**Text block**

In the late 1930s the market began to be saturated by the release of reprints of US strips popularised by the women's magazines, The New Idea (Buck Rogers, Boy's Adventure World, Felix the Cat, Hurricane Hawk) and The Woman's Mirror (The Phantom). At the same time another US reprint genre, the tabloid format reprints of Sunday pages and supplements, printed overseas at minimal cost, emerged onto the market. Publications included International Comics, Colour Comics and Wags featuring Buck Rogers, Tarzan, Dick Tracy and early works by Will Eisner.

By 1939 there were political protests about the dumping of overseas magazines and comics in Australia, on behalf of the local industry.

===1940s===
With the onset of World War II the Australian Government placed a ban on the importation of American comics and syndicated proofs. As a result, the local comic book industry flourished. Following the war, Australia incurred a huge national debt: local publishers found they had a captive market as import restrictions continued to be enforced, at the same time the modern American style comic book (mostly sans color) was adopted. In its Golden Age Australian talent produced exciting creations such as Yarmak, Captain Atom, Tim Valour, Crimson Comet, The Panther, The Raven, The Lone Wolf, The Phantom Ranger and many others. September 1948 saw the debut of The Phantom by Frew Publications, the longest continuously published comic book.

===1950s===
This was a decade of recession for the Australian comic market, with production costs rising the prices of local comics rose. Comics faced increased public scrutiny, with censorship of comics beginning in 1954, competition from television (1956) and the re-introduction of American comic imports (1959).

**Objective 1**
Reproduce the passage on Australian comics history, starting with "By 1939 there" and going on through "published comic book.".
The passage on Australian comics and the records have no connection to each other.

**Provided material**

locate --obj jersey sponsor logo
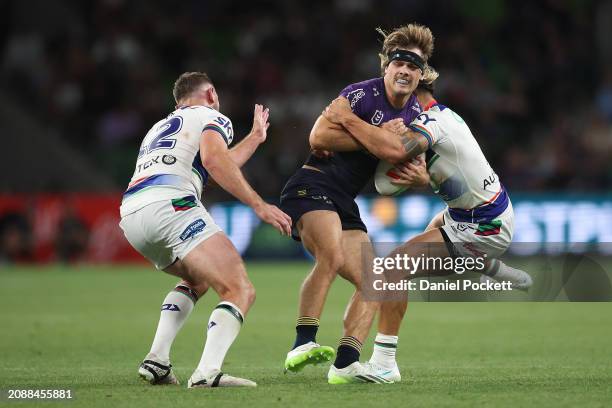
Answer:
[180,218,206,241]
[136,156,159,173]
[162,154,176,165]
[417,113,437,126]
[346,88,365,109]
[370,109,385,126]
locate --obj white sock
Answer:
[147,285,197,364]
[370,333,398,369]
[197,302,243,376]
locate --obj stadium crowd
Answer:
[0,0,612,199]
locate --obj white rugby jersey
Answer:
[410,103,505,210]
[120,106,234,216]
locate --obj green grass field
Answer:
[0,263,612,408]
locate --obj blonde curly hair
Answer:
[376,23,437,75]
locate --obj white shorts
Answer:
[441,201,514,258]
[119,196,221,269]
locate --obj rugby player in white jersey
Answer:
[324,71,532,382]
[120,72,291,388]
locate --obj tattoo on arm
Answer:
[401,134,427,158]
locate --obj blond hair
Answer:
[421,65,440,85]
[376,23,435,75]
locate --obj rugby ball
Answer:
[374,160,408,195]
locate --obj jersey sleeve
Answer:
[339,84,368,119]
[202,109,234,146]
[408,112,443,149]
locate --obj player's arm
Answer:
[323,97,429,164]
[229,105,270,167]
[309,115,363,152]
[200,129,291,235]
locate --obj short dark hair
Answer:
[172,72,213,103]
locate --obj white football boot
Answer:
[363,361,402,383]
[187,370,257,388]
[327,361,393,384]
[138,353,179,385]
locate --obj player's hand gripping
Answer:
[380,118,408,136]
[250,104,270,143]
[321,96,353,125]
[253,201,291,236]
[391,155,429,188]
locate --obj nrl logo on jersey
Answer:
[370,109,385,126]
[346,88,365,109]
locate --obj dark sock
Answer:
[334,336,361,368]
[292,316,319,350]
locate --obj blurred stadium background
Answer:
[0,0,612,407]
[0,0,612,263]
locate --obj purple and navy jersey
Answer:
[306,78,421,197]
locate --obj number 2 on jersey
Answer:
[138,116,183,157]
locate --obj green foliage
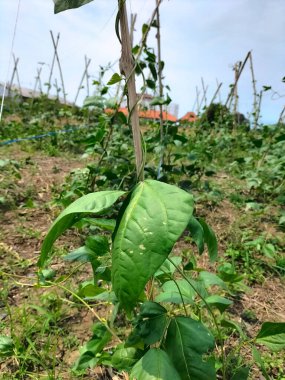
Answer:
[165,317,216,380]
[39,191,124,267]
[112,180,193,309]
[53,0,93,13]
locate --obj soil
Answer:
[0,146,285,379]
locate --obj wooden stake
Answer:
[50,30,66,104]
[118,0,144,181]
[74,55,91,104]
[249,52,260,129]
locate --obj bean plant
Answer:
[34,0,285,380]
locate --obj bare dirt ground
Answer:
[0,146,285,379]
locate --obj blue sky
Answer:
[0,0,285,123]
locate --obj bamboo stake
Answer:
[196,86,201,115]
[130,13,137,48]
[13,53,22,96]
[277,106,285,124]
[216,78,222,103]
[74,56,91,104]
[209,82,223,107]
[50,30,66,104]
[118,0,144,180]
[47,30,59,97]
[249,52,260,129]
[225,51,250,107]
[84,55,91,96]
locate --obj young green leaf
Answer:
[130,348,181,380]
[252,347,270,380]
[112,347,142,371]
[188,216,204,255]
[165,317,216,380]
[199,219,218,261]
[53,0,93,13]
[112,180,193,310]
[38,191,124,267]
[256,322,285,351]
[0,335,14,358]
[128,301,168,346]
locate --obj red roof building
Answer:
[105,108,177,123]
[180,112,198,123]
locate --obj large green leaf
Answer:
[165,316,216,380]
[130,348,180,380]
[38,191,124,267]
[53,0,93,13]
[202,294,233,313]
[256,322,285,351]
[155,279,197,304]
[0,335,15,358]
[112,180,193,309]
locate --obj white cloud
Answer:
[0,0,285,121]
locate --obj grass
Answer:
[0,102,285,380]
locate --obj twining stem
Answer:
[118,0,144,181]
[167,257,226,379]
[46,281,122,343]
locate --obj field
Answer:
[0,99,285,380]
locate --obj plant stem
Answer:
[167,257,226,380]
[118,0,144,181]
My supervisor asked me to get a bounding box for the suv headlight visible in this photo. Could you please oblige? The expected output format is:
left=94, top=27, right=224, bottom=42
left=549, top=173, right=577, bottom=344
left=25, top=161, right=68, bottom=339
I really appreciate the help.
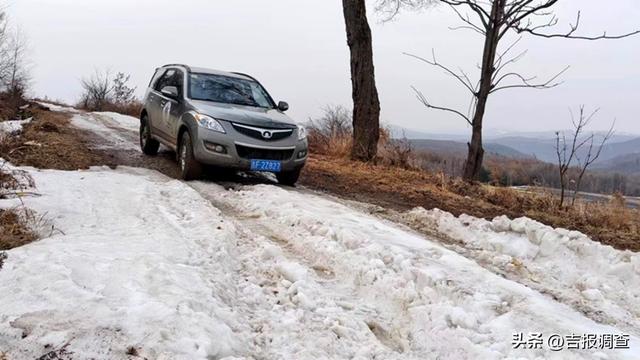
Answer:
left=298, top=125, right=307, bottom=140
left=194, top=114, right=226, bottom=134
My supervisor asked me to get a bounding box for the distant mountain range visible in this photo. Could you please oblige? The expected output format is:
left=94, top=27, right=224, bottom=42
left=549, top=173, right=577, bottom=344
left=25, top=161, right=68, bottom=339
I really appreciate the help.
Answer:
left=391, top=127, right=640, bottom=175
left=408, top=139, right=533, bottom=159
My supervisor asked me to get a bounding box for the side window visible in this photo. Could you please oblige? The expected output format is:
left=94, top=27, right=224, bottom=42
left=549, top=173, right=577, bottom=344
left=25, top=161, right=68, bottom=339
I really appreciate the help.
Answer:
left=153, top=69, right=176, bottom=91
left=154, top=69, right=184, bottom=95
left=165, top=70, right=184, bottom=95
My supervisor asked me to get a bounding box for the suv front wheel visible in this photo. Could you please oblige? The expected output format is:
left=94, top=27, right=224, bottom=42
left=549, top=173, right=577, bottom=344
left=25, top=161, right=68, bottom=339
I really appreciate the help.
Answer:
left=140, top=115, right=160, bottom=156
left=178, top=131, right=202, bottom=181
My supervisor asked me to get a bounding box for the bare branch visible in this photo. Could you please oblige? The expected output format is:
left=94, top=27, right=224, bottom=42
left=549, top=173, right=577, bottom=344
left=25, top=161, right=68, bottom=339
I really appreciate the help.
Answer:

**Objective 2**
Restate the records starting with the line with "locate --obj red roof building" and going on through the line with "[0,0,285,121]", with the requests included and 118 added to every bounding-box coordinate in the answers. Give only those lines.

**Correct answer 1**
By 1939 there were political protests about the dumping of overseas magazines and comics in Australia, on behalf of the local industry.

===1940s===
With the onset of World War II the Australian Government placed a ban on the importation of American comics and syndicated proofs. As a result, the local comic book industry flourished. Following the war, Australia incurred a huge national debt: local publishers found they had a captive market as import restrictions continued to be enforced, at the same time the modern American style comic book (mostly sans color) was adopted. In its Golden Age Australian talent produced exciting creations such as Yarmak, Captain Atom, Tim Valour, Crimson Comet, The Panther, The Raven, The Lone Wolf, The Phantom Ranger and many others. September 1948 saw the debut of The Phantom by Frew Publications, the longest continuously published comic book.

**Correct answer 2**
locate --obj red roof building
Answer:
[223,226,295,241]
[298,230,316,241]
locate --obj large green leaf
Answer:
[283,434,334,498]
[248,466,298,498]
[156,309,242,385]
[171,118,211,131]
[320,412,351,431]
[374,440,403,469]
[273,397,315,422]
[118,453,133,476]
[230,298,311,427]
locate --obj white cloud
Answer:
[118,118,403,239]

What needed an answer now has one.